▶ [PROBLEM DETAILS]: Report each line of the material below that contains the string "black". Case counts.

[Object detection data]

►

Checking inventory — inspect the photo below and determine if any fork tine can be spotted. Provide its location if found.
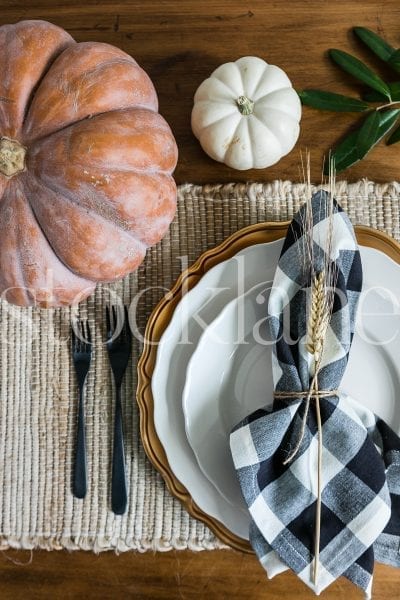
[123,306,132,341]
[85,321,92,352]
[106,304,112,339]
[86,321,92,345]
[111,304,118,333]
[71,323,76,352]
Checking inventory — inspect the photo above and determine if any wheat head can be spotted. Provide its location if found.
[306,271,330,364]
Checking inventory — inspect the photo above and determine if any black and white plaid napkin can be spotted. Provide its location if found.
[230,192,400,597]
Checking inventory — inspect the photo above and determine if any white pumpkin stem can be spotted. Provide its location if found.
[236,96,254,115]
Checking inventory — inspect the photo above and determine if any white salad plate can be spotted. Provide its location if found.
[151,239,283,539]
[151,240,400,539]
[182,248,400,509]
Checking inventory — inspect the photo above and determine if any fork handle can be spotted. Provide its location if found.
[111,386,127,515]
[73,387,87,498]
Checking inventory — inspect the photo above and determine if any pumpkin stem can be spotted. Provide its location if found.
[236,96,254,115]
[0,137,26,177]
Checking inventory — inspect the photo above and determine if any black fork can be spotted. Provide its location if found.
[71,321,92,498]
[106,306,132,515]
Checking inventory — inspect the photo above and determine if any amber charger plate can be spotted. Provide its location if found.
[137,221,400,552]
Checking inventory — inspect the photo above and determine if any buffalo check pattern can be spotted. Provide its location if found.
[230,191,400,597]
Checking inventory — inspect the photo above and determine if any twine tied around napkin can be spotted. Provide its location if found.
[230,191,400,596]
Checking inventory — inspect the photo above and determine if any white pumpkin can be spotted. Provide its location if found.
[192,56,301,170]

◄

▶ [SOLVED EXERCISE]:
Checking inventory — inspect the photo above and determine if any black and white plaid napkin can be spotted. Provide its location if found.
Checking inventory — inspect the photo above and determine if any black fork can be spotted. Provide its location if found.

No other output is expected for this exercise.